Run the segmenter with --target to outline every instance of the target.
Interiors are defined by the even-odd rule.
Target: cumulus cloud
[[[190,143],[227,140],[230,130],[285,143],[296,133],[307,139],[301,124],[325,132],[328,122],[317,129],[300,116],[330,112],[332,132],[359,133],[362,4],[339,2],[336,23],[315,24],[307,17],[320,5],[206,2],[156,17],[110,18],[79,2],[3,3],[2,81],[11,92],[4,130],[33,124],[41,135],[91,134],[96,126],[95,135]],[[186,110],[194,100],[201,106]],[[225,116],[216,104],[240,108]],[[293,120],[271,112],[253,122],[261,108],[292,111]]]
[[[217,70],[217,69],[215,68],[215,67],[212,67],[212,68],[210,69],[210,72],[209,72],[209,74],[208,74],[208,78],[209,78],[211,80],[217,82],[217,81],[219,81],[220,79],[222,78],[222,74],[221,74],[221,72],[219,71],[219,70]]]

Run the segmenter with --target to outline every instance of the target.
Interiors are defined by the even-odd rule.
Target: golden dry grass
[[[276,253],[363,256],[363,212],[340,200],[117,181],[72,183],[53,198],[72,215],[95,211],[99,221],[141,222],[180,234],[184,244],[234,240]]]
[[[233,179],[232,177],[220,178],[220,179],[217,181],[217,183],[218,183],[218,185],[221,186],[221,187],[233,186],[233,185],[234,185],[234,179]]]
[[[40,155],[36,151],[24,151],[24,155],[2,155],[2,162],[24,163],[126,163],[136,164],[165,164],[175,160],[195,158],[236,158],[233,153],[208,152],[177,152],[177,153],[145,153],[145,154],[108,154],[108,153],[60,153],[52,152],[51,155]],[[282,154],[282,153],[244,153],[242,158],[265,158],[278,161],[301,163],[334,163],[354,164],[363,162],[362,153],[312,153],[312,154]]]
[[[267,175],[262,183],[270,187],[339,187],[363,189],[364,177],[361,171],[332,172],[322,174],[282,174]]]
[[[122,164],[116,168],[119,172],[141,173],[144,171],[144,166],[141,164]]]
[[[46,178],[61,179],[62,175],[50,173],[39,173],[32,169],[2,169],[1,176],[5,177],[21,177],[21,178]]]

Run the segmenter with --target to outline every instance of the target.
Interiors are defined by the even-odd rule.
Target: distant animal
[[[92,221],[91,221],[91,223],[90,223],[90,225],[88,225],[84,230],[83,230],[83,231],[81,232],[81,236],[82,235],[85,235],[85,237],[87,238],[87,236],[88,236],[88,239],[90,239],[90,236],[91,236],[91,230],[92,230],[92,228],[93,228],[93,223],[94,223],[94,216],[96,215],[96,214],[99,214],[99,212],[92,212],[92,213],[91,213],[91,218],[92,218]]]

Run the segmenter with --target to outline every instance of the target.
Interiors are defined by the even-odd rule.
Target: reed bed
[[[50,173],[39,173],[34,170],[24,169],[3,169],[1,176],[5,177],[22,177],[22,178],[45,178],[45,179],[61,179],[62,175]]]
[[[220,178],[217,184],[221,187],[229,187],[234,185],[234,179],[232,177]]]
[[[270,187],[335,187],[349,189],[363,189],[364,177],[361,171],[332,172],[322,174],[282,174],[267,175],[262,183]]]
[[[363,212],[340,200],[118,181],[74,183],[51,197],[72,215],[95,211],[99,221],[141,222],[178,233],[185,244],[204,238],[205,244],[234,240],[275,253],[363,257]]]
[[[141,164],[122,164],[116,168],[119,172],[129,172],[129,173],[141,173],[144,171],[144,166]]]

──────────────────────────────

> _EXERCISE TASK_
Rewrite all of the records above, switching every "segmenter" to "labeler" and leaving everything else as it is.

> _EXERCISE RESPONSE_
Run the labeler with --target to outline every instance of the target.
Interiors are defined by the even-odd rule.
Target: cumulus cloud
[[[190,143],[227,140],[230,130],[285,143],[296,133],[307,139],[301,124],[325,132],[328,122],[317,129],[300,116],[330,112],[332,132],[359,133],[362,4],[339,2],[336,23],[315,24],[307,17],[320,5],[206,2],[156,17],[110,18],[79,2],[3,3],[2,81],[11,92],[4,130],[33,124],[41,135],[91,134],[96,126],[95,135]],[[186,110],[194,100],[201,106]],[[225,116],[216,104],[240,108]],[[293,120],[271,112],[253,122],[261,108],[292,111]]]
[[[217,70],[217,69],[215,68],[215,67],[212,67],[212,68],[210,69],[210,72],[209,72],[209,74],[208,74],[208,78],[209,78],[211,80],[217,82],[217,81],[219,81],[220,79],[222,78],[222,74],[221,74],[221,72],[219,71],[219,70]]]

Run the labeler with --target to outline every instance of the target.
Interiors are defined by the even-odd rule.
Target: golden dry grass
[[[276,253],[363,256],[363,212],[340,200],[117,181],[72,183],[53,198],[72,215],[95,211],[99,221],[141,222],[180,234],[184,244],[234,240]]]
[[[233,179],[232,177],[220,178],[220,179],[217,181],[217,183],[218,183],[218,185],[221,186],[221,187],[233,186],[233,185],[234,185],[234,179]]]
[[[40,155],[36,151],[24,151],[24,155],[2,155],[2,162],[24,163],[126,163],[136,164],[165,164],[175,160],[195,158],[236,158],[233,153],[208,152],[177,152],[177,153],[145,153],[145,154],[108,154],[108,153],[60,153],[52,152],[51,155]],[[282,154],[282,153],[244,153],[242,158],[265,158],[278,161],[301,163],[334,163],[354,164],[363,162],[362,153],[312,153],[312,154]]]
[[[267,175],[262,183],[270,187],[339,187],[363,189],[364,177],[361,171],[332,172],[322,174],[282,174]]]
[[[122,164],[116,168],[119,172],[141,173],[144,171],[144,166],[141,164]]]
[[[46,178],[61,179],[62,175],[50,173],[39,173],[32,169],[2,169],[1,176],[5,177],[21,177],[21,178]]]

Run the labeler with --target to outline every instance of the target.
Interiors are defined by the even-odd rule.
Target: distant animal
[[[92,221],[91,221],[91,223],[90,223],[90,225],[88,225],[84,230],[83,230],[83,231],[81,232],[81,236],[82,235],[85,235],[85,237],[87,238],[87,236],[88,236],[88,239],[90,239],[90,236],[91,236],[91,230],[92,230],[92,228],[93,228],[93,223],[94,223],[94,216],[96,215],[96,214],[99,214],[99,212],[92,212],[92,213],[91,213],[91,218],[92,218]]]

Run the labeler with --target to outline every instance of the target.
Interiors are defined by the even-odd rule.
Target: reed bed
[[[50,173],[39,173],[34,170],[24,169],[3,169],[1,176],[5,177],[22,177],[22,178],[45,178],[45,179],[61,179],[62,175]]]
[[[220,178],[217,184],[221,187],[229,187],[234,185],[234,179],[232,177]]]
[[[270,187],[335,187],[349,189],[363,189],[364,177],[361,171],[332,172],[322,174],[282,174],[267,175],[262,183]]]
[[[363,212],[340,200],[118,181],[74,183],[51,197],[72,215],[95,211],[99,221],[141,222],[178,233],[185,244],[204,238],[205,244],[234,240],[275,253],[363,257]]]
[[[141,164],[122,164],[116,168],[119,172],[129,172],[129,173],[141,173],[144,171],[144,166]]]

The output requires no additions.